GIVEN DATA:
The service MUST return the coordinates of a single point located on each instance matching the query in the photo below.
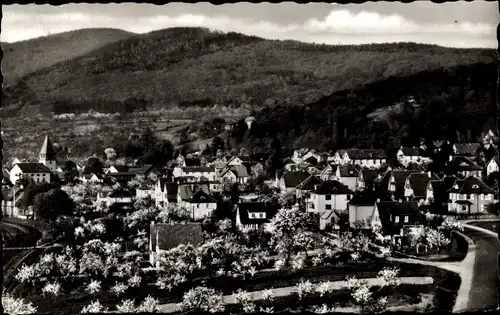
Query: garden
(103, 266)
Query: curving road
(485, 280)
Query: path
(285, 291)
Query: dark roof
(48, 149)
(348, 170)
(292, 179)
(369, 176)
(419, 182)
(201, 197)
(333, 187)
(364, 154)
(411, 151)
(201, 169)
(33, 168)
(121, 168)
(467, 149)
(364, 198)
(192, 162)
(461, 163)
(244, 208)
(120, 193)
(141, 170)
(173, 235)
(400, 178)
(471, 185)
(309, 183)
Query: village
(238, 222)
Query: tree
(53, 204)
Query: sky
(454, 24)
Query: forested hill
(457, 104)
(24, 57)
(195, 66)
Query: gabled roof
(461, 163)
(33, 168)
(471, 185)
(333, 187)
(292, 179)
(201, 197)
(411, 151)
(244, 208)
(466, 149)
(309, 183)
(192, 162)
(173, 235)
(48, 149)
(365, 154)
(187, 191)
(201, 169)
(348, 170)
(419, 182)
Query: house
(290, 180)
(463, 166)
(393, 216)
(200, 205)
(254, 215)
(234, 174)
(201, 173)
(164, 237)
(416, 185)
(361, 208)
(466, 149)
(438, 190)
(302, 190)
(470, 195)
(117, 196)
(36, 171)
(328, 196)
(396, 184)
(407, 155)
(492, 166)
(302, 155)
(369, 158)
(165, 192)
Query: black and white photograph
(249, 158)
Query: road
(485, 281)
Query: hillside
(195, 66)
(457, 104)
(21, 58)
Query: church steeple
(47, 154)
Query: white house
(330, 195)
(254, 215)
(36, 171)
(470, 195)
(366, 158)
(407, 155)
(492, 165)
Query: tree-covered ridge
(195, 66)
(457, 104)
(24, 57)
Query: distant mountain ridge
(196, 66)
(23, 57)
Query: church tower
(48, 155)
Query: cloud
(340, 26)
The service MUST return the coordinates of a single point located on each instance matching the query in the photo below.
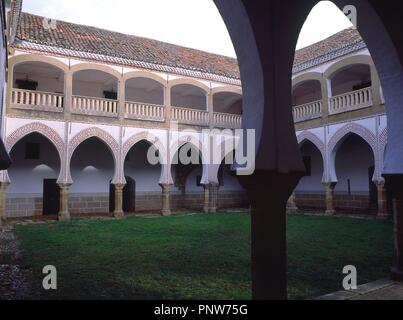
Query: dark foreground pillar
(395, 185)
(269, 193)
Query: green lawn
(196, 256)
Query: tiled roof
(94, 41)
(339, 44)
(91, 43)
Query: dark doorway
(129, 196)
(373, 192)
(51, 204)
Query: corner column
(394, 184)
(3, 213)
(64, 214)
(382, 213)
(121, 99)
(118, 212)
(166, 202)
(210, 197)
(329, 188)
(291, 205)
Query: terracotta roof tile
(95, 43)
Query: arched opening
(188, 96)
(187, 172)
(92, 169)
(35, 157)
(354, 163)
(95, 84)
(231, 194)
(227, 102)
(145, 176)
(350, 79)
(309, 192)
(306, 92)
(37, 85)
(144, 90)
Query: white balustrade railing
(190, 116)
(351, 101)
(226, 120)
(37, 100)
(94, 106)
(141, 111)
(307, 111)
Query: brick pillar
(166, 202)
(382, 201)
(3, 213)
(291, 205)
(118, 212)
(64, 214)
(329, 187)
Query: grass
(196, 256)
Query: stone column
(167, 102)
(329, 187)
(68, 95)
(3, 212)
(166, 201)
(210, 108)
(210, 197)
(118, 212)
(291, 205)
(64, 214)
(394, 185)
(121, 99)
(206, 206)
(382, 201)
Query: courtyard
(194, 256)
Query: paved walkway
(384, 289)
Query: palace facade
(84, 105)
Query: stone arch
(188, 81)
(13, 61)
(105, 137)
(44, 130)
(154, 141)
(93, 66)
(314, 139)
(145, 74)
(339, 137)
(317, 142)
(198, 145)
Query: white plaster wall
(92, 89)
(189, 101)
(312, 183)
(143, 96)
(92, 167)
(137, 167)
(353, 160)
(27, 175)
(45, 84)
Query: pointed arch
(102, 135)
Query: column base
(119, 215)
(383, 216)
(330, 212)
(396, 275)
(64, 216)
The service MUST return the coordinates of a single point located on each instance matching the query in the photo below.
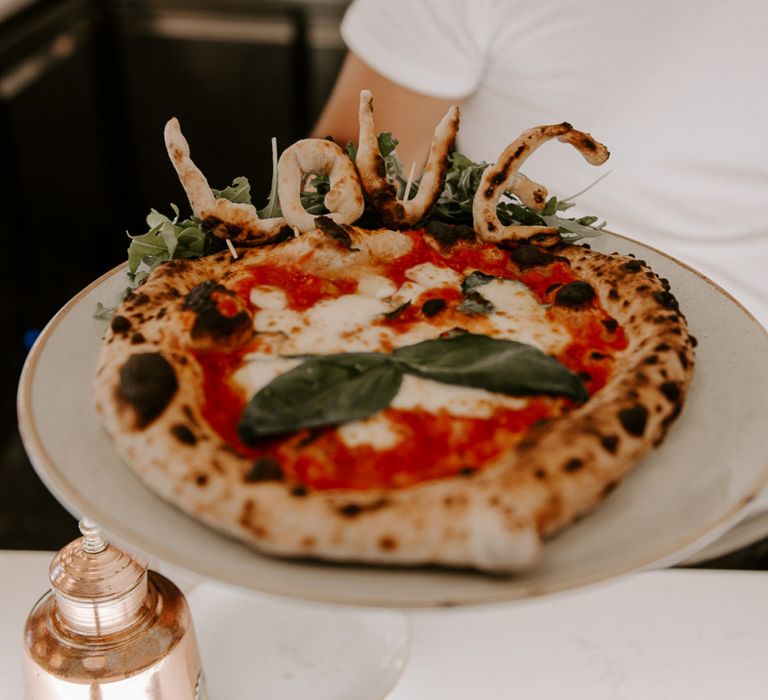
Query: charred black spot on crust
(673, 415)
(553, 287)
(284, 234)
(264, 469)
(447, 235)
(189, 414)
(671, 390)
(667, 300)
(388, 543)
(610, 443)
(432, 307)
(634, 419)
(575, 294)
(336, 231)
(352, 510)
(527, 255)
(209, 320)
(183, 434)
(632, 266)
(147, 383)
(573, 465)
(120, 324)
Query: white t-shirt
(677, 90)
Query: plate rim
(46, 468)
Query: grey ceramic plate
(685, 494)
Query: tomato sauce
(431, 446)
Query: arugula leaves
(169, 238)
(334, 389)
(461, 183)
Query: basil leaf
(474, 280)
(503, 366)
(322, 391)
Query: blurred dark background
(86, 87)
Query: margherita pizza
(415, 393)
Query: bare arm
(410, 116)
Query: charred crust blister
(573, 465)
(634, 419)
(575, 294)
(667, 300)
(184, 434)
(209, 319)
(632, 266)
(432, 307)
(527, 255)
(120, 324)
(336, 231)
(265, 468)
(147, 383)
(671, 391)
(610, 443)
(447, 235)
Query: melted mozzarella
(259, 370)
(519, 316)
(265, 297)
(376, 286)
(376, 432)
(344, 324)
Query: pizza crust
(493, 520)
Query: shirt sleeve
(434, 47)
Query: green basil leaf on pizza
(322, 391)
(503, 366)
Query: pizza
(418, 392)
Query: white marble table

WORK ITEM:
Set down the entries again without change. Leave the pictures out.

SOLUTION TO THE EXERCISE:
The service MUST return the coordinates of a single point located on each instance matching the query in the photo below.
Query: garden
(103, 266)
Query: curving road
(485, 280)
Query: path
(285, 291)
Query: dark roof
(48, 149)
(348, 170)
(292, 179)
(369, 176)
(419, 182)
(201, 197)
(333, 187)
(364, 154)
(411, 151)
(201, 169)
(33, 168)
(121, 168)
(467, 149)
(364, 198)
(192, 162)
(461, 163)
(244, 208)
(120, 193)
(141, 170)
(173, 235)
(400, 178)
(471, 185)
(309, 183)
Query: village
(238, 222)
Query: tree
(53, 204)
Query: sky
(454, 24)
Query: forested hill
(457, 104)
(24, 57)
(195, 66)
Query: gabled roof
(461, 163)
(33, 168)
(471, 185)
(333, 187)
(292, 179)
(201, 197)
(411, 151)
(244, 208)
(466, 149)
(309, 183)
(192, 162)
(173, 235)
(48, 149)
(365, 154)
(187, 191)
(201, 169)
(348, 170)
(419, 182)
Query: house
(290, 180)
(463, 166)
(393, 216)
(200, 205)
(254, 215)
(234, 174)
(201, 173)
(164, 237)
(416, 185)
(361, 208)
(466, 149)
(438, 190)
(302, 190)
(470, 195)
(117, 196)
(36, 171)
(328, 196)
(396, 184)
(407, 155)
(492, 166)
(302, 155)
(369, 158)
(165, 192)
Query: black and white photograph
(249, 158)
Query: road
(485, 281)
Query: hillside
(195, 66)
(457, 104)
(21, 58)
Query: church steeple
(47, 154)
Query: white house
(330, 195)
(254, 215)
(36, 171)
(470, 195)
(366, 158)
(407, 155)
(492, 165)
Query: tree-covered ridge
(195, 66)
(457, 104)
(24, 57)
Query: distant mountain ridge
(196, 66)
(23, 57)
Query: church tower
(48, 155)
Query: cloud
(340, 26)
The service MUST return the coordinates of a single point located on each instance matching the query in the photo below.
Query: dark foreground pillar
(395, 185)
(269, 193)
Query: green lawn
(196, 256)
Query: tiled roof
(94, 41)
(339, 44)
(91, 43)
Query: dark doorway
(129, 196)
(373, 192)
(51, 204)
Query: corner column
(394, 184)
(3, 213)
(64, 214)
(382, 213)
(121, 99)
(118, 212)
(166, 202)
(210, 197)
(329, 188)
(291, 205)
Query: terracotta roof tile
(95, 43)
Query: arched opening
(188, 96)
(187, 172)
(92, 169)
(35, 157)
(354, 163)
(95, 84)
(231, 194)
(227, 102)
(145, 176)
(350, 79)
(309, 192)
(306, 92)
(37, 85)
(144, 90)
Query: white balustrade railing
(190, 116)
(351, 101)
(226, 120)
(37, 100)
(94, 106)
(141, 111)
(307, 111)
Query: brick pillar
(166, 202)
(382, 201)
(3, 213)
(291, 205)
(118, 212)
(64, 214)
(329, 187)
Query: grass
(196, 256)
Query: stone column
(167, 102)
(329, 187)
(68, 95)
(3, 212)
(166, 201)
(210, 108)
(210, 197)
(118, 212)
(291, 205)
(64, 214)
(394, 185)
(121, 99)
(206, 206)
(382, 201)
Query: courtyard
(194, 256)
Query: paved walkway
(384, 289)
Query: palace facade
(84, 105)
Query: stone arch
(188, 81)
(13, 61)
(105, 137)
(44, 130)
(154, 141)
(93, 66)
(314, 139)
(145, 74)
(339, 137)
(317, 142)
(198, 145)
Query: white plaster wall
(92, 89)
(189, 101)
(312, 183)
(143, 96)
(92, 167)
(137, 167)
(353, 160)
(27, 175)
(45, 84)
Query: pointed arch
(102, 135)
Query: column base
(119, 215)
(383, 216)
(330, 212)
(396, 275)
(64, 216)
The service MUST return the coordinates of a single point located on each instance matching the query in the photo below.
Query: charred black spot on crust
(673, 415)
(553, 287)
(284, 234)
(264, 469)
(447, 235)
(189, 414)
(671, 390)
(667, 300)
(388, 543)
(610, 443)
(432, 307)
(634, 419)
(575, 294)
(336, 231)
(352, 510)
(527, 255)
(209, 320)
(183, 434)
(632, 266)
(147, 383)
(573, 465)
(120, 324)
Query: white t-shirt
(677, 90)
Query: plate rim
(46, 468)
Query: grey ceramic plate
(685, 494)
Query: tomato sauce
(431, 446)
Query: arugula leaves
(169, 238)
(334, 389)
(461, 183)
Query: basil leaf
(474, 280)
(503, 366)
(322, 391)
Query: blurred dark background
(86, 87)
Query: margherita pizza
(415, 393)
Query: bare arm
(410, 116)
Query: charred crust blister
(573, 465)
(634, 419)
(575, 294)
(667, 300)
(184, 434)
(209, 319)
(632, 266)
(432, 307)
(527, 255)
(120, 324)
(336, 231)
(265, 468)
(147, 383)
(671, 391)
(610, 443)
(447, 235)
Query: melted mozzarella
(259, 370)
(519, 316)
(265, 297)
(376, 286)
(376, 432)
(344, 324)
Query: pizza crust
(493, 520)
Query: shirt sleeve
(434, 47)
Query: green basil leaf on pizza
(322, 391)
(503, 366)
Query: pizza
(418, 392)
Query: white marble table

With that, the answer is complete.